*Exercise aim*. Extract every line below that contains the word "plant". Matching is case-sensitive.

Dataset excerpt
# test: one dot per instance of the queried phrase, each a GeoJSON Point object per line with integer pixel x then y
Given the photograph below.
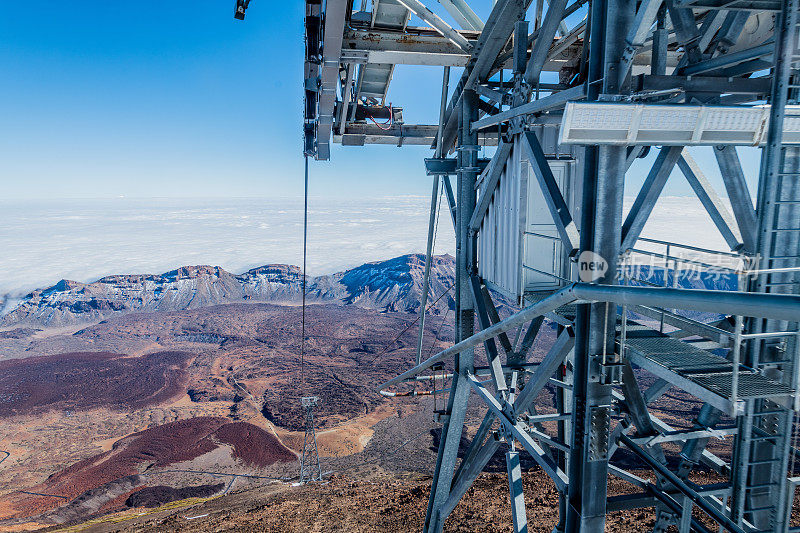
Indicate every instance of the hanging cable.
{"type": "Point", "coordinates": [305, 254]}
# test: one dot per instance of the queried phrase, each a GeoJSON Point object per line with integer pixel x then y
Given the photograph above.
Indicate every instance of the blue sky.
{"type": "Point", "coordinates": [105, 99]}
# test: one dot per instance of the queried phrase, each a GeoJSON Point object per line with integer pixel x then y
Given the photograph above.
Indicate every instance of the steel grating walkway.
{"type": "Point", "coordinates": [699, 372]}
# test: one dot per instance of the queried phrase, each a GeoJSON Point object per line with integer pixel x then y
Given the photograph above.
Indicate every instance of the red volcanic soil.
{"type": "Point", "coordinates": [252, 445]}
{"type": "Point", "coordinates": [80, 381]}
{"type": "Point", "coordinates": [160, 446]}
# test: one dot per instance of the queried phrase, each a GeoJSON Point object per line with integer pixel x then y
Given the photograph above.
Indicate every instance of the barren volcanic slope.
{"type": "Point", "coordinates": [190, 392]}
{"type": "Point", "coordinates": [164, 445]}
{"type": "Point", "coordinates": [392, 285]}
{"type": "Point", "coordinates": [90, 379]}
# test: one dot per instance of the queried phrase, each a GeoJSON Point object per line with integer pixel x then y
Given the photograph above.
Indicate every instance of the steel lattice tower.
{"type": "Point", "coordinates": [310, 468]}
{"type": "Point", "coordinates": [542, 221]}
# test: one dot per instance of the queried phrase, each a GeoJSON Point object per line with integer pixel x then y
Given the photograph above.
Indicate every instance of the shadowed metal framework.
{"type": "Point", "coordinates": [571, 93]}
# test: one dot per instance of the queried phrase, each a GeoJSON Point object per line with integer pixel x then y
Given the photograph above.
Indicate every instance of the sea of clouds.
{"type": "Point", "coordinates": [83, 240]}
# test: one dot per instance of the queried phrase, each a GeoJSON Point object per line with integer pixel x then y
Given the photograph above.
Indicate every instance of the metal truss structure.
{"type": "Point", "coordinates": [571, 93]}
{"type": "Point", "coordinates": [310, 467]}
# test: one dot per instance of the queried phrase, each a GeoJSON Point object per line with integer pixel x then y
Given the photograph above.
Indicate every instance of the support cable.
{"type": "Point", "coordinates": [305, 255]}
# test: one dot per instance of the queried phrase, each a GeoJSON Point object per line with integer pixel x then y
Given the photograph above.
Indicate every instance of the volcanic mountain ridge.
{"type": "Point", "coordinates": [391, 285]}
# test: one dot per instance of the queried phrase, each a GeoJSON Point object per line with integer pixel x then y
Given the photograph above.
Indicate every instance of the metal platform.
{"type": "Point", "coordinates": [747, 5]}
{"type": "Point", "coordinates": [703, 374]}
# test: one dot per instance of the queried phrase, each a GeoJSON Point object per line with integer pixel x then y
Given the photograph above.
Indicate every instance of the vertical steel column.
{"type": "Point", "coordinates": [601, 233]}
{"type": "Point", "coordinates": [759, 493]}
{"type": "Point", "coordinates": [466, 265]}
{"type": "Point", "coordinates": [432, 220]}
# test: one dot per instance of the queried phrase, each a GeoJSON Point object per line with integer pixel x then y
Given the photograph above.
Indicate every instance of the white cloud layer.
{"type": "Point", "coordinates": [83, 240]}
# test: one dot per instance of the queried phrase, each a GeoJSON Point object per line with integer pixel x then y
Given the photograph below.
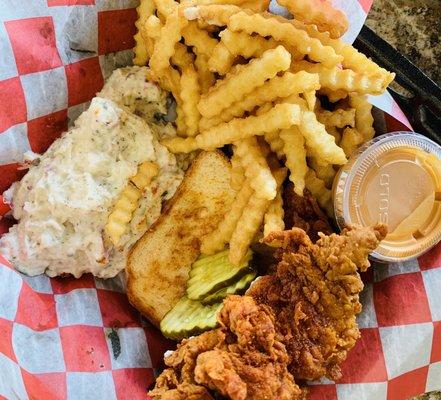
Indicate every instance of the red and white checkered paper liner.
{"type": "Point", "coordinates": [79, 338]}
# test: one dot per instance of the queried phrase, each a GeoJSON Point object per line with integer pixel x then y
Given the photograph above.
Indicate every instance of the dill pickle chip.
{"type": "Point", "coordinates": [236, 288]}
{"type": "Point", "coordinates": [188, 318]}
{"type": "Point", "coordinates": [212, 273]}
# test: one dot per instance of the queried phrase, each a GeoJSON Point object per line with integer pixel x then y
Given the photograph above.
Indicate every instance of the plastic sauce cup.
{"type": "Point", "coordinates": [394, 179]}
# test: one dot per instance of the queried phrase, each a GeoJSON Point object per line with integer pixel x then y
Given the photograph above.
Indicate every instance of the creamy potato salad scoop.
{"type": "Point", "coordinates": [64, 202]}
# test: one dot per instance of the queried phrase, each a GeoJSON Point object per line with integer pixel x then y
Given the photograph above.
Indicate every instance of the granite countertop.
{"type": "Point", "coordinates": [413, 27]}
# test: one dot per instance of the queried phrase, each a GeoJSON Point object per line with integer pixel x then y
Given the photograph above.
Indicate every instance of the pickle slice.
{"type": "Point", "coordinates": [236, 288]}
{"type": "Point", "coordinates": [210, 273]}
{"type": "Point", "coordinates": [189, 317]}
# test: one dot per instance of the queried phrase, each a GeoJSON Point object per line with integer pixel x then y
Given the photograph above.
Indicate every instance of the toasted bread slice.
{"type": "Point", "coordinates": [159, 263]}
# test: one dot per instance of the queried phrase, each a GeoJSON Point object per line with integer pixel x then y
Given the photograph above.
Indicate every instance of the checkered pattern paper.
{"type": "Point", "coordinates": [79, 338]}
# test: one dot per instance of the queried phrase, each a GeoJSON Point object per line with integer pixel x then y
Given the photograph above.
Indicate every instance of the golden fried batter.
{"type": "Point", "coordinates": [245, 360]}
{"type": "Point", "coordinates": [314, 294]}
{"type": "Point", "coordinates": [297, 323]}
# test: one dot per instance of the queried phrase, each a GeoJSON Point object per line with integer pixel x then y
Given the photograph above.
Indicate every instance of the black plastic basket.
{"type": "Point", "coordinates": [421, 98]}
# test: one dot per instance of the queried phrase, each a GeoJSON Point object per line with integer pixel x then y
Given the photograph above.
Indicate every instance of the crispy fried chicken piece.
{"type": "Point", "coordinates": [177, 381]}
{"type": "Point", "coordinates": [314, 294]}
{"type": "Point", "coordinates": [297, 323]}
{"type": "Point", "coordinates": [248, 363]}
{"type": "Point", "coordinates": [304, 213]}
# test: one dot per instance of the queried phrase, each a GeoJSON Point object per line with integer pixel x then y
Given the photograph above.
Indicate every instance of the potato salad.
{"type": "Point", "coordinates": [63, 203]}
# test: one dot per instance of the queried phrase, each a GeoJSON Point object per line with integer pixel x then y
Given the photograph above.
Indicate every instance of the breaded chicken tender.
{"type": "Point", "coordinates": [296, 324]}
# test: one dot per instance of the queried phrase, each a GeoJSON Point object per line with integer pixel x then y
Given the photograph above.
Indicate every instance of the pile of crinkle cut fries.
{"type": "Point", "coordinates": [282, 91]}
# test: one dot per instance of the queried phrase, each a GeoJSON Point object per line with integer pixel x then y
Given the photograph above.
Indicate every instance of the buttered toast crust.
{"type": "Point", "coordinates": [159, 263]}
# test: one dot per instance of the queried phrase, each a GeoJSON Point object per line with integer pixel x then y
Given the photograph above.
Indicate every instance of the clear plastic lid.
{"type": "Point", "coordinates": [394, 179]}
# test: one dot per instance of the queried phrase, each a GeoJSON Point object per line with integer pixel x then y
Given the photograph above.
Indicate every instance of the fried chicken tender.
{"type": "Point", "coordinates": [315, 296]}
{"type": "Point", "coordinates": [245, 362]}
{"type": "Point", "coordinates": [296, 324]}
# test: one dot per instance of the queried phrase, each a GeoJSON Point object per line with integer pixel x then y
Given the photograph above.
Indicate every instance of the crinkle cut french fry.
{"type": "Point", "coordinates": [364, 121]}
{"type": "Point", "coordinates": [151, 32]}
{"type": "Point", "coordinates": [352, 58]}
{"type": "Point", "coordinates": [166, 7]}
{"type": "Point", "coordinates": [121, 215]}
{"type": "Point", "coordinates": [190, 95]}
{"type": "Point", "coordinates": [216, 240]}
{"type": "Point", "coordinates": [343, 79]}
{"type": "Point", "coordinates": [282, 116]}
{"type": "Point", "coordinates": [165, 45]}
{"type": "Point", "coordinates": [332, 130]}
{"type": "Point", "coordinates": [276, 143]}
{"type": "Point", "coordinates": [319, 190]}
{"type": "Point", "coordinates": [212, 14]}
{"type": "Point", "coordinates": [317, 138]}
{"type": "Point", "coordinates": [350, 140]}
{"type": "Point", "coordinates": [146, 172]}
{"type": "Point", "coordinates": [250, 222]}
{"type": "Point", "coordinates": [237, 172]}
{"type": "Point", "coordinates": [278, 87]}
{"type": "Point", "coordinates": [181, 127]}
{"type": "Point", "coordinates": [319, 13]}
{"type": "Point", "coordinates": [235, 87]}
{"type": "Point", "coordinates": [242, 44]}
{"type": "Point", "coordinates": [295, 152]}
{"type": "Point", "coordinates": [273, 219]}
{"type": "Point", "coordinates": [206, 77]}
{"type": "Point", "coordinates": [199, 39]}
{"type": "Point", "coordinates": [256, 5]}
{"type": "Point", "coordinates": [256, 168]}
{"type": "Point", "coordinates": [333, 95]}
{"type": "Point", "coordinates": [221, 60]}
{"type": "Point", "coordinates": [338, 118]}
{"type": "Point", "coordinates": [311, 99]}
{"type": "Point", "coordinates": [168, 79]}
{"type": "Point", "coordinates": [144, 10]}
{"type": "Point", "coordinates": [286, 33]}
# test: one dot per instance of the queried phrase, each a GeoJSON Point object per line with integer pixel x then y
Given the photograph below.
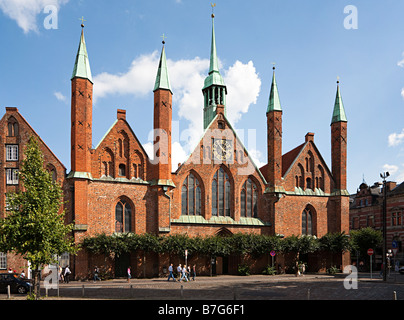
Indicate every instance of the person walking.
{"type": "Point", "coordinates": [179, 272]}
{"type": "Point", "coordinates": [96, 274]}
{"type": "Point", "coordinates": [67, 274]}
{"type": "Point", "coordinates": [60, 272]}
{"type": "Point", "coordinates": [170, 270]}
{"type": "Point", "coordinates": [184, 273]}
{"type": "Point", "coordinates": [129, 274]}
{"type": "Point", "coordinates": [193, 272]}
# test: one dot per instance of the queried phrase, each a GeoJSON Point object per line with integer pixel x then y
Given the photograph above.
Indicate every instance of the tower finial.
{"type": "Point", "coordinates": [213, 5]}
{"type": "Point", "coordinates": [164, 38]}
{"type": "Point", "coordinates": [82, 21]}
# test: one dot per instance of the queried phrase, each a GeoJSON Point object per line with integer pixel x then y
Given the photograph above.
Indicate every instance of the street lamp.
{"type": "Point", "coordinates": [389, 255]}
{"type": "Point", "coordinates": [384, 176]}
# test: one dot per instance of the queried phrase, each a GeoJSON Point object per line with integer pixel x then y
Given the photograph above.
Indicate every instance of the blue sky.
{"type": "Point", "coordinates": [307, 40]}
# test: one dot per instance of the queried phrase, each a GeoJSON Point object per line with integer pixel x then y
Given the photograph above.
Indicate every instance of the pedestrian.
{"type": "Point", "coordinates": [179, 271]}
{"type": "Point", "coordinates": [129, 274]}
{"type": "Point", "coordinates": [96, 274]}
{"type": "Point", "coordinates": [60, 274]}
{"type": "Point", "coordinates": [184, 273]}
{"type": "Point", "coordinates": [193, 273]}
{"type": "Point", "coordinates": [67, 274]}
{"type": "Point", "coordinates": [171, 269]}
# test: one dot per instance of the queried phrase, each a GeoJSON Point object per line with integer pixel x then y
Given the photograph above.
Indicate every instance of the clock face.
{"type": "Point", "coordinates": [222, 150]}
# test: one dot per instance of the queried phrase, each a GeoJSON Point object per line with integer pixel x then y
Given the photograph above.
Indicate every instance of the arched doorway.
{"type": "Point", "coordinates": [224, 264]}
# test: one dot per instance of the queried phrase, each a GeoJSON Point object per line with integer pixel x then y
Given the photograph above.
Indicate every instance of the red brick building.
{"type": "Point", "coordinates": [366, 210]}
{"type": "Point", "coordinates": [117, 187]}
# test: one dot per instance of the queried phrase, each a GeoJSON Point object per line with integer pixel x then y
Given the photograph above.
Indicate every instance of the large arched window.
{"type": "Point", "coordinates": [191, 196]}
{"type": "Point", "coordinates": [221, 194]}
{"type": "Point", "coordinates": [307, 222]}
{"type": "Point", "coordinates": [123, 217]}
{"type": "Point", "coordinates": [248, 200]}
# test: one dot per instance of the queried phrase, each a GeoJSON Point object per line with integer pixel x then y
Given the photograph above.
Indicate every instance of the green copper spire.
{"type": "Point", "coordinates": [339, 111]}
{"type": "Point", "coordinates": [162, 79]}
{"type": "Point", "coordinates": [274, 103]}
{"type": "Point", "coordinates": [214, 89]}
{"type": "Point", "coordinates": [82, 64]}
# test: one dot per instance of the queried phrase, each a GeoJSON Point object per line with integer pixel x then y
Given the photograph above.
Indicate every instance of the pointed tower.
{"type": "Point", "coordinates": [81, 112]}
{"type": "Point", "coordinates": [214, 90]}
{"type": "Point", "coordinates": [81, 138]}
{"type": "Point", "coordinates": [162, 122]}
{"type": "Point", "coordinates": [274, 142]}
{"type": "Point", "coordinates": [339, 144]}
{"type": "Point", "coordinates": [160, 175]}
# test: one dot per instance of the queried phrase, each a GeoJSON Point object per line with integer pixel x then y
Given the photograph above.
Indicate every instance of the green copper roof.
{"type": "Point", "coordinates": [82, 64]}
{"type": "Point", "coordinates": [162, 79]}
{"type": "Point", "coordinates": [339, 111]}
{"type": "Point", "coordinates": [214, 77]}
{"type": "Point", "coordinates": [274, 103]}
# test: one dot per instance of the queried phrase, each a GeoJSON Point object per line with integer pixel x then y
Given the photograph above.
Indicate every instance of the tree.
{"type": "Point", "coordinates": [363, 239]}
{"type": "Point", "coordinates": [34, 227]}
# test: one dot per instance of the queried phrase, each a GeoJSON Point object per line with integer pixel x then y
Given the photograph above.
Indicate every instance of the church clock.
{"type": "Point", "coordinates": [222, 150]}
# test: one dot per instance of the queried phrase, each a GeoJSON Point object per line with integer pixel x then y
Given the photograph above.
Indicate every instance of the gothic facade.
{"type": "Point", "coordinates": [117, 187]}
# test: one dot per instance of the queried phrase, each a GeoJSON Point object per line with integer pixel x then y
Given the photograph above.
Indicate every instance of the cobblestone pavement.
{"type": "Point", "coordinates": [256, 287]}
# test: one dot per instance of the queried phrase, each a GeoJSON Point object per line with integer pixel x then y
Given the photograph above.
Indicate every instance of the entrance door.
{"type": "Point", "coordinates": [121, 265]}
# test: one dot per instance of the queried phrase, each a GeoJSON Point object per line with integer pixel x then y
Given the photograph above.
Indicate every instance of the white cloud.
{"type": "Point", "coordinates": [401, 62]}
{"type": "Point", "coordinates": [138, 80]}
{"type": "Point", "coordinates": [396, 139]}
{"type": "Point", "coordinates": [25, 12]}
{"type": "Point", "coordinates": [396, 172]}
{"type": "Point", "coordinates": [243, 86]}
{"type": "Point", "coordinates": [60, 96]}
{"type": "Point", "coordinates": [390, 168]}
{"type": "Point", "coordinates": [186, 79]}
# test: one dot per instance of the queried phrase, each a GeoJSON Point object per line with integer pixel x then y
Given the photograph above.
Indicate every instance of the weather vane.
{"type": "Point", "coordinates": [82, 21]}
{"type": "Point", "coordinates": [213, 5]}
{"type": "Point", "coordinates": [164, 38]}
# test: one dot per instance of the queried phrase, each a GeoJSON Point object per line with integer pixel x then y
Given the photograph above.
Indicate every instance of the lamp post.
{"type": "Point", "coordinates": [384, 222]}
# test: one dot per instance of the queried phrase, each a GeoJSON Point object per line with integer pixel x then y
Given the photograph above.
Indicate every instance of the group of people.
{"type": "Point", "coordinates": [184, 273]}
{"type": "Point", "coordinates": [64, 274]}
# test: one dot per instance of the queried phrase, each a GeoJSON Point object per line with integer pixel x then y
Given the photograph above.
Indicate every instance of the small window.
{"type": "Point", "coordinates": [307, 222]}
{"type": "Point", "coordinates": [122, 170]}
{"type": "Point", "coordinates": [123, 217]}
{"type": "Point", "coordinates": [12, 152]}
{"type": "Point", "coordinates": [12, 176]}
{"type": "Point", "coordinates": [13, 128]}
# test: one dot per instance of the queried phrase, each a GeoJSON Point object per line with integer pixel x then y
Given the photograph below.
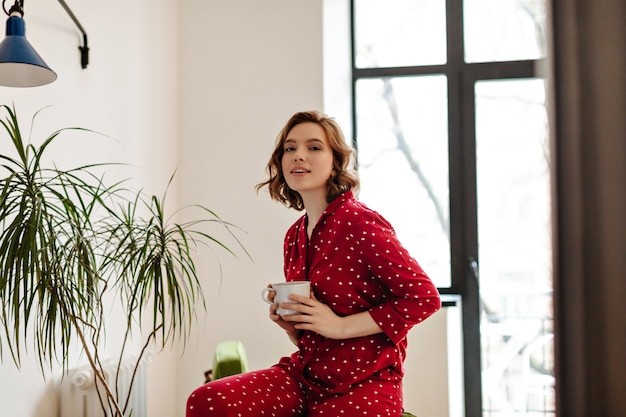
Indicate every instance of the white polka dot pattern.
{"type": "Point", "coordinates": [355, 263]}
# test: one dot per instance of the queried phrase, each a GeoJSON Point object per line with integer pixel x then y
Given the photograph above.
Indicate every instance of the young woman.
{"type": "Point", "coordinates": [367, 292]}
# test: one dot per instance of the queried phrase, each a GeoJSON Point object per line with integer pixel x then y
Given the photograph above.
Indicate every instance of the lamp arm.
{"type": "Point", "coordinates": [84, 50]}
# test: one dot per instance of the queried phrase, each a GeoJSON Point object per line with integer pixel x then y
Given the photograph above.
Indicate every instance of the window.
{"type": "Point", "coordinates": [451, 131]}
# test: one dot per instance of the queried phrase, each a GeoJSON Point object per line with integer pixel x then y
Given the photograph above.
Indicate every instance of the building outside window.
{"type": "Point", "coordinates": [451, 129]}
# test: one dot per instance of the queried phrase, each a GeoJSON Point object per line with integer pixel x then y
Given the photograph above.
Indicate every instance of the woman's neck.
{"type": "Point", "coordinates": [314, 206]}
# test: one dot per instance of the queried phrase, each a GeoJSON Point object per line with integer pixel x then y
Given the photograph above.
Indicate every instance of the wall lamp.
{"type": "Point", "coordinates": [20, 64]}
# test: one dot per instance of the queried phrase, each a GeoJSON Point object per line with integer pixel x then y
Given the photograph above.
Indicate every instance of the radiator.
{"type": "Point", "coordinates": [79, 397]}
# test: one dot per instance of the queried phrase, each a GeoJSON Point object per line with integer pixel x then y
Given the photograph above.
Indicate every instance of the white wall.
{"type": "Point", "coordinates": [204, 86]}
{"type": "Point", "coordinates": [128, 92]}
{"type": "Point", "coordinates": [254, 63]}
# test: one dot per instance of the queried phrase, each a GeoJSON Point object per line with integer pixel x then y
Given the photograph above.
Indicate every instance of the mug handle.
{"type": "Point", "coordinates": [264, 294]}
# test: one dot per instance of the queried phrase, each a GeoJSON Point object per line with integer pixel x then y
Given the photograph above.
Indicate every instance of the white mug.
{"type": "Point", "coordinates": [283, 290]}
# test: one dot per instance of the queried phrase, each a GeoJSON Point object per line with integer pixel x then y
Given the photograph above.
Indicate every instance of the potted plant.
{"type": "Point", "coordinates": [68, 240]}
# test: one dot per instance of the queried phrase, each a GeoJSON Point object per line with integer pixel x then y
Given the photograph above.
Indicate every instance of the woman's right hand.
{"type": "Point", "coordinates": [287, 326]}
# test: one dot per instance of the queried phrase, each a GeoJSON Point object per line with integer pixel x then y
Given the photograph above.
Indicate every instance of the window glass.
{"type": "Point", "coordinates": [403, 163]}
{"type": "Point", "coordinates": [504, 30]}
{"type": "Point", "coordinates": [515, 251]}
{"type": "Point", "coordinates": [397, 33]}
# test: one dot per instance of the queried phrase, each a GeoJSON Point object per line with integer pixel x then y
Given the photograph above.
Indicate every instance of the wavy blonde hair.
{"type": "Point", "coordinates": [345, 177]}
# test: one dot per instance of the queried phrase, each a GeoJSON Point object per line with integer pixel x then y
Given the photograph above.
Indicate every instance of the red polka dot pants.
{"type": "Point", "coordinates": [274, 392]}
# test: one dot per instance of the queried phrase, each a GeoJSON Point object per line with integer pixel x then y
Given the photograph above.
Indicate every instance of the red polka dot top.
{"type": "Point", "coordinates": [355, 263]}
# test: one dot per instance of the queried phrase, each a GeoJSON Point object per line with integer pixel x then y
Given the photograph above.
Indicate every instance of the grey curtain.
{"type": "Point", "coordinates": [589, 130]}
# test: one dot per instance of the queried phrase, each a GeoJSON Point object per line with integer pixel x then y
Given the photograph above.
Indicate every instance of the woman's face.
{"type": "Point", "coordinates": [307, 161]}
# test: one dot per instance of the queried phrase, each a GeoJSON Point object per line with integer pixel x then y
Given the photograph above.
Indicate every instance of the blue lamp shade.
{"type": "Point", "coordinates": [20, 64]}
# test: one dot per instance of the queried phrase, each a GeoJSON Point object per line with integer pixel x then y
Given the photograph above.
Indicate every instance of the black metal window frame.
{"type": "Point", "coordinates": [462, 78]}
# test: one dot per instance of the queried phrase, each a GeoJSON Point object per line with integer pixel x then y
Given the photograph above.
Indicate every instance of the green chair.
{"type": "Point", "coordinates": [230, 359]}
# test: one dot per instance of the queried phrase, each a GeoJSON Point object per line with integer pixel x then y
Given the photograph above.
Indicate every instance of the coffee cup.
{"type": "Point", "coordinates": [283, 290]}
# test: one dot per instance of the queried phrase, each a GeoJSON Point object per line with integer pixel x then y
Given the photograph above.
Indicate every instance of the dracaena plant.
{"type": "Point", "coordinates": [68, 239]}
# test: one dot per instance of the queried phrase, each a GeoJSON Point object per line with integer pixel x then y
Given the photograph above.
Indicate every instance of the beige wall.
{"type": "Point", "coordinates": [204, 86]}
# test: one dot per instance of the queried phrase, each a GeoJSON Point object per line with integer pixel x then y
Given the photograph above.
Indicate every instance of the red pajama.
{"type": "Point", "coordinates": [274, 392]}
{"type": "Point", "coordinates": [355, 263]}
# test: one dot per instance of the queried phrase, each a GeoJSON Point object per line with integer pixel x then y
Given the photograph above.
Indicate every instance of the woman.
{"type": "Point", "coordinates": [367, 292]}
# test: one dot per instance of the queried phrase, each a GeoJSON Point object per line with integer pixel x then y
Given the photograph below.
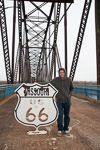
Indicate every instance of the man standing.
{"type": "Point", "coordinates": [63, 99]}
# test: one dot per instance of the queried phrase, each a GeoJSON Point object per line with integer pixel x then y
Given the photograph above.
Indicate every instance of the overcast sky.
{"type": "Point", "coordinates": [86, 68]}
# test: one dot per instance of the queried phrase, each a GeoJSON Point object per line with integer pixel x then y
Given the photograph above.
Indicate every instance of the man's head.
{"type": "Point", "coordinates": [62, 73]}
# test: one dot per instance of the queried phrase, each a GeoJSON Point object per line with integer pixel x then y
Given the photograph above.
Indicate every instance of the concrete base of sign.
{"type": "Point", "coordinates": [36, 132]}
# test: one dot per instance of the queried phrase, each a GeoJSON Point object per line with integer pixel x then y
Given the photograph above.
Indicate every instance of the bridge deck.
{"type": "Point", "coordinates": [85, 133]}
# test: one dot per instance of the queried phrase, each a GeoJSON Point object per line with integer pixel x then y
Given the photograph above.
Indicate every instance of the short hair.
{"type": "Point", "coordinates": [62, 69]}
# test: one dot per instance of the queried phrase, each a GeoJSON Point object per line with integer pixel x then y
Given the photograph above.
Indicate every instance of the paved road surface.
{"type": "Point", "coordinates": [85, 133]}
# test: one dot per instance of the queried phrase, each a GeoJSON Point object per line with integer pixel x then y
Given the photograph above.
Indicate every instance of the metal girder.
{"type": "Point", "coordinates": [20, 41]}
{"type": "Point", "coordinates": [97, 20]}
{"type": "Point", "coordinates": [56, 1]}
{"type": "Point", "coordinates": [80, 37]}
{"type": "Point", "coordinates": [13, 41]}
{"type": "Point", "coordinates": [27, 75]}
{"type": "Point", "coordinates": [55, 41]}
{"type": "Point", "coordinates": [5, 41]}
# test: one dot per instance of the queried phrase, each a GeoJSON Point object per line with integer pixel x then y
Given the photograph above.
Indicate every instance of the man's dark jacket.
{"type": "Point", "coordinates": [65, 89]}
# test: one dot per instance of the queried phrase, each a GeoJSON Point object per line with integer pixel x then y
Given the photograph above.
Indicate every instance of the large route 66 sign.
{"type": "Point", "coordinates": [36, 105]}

*Finished exercise*.
Indicate every instance of the potted plant.
Indicate every instance of the dracaena plant.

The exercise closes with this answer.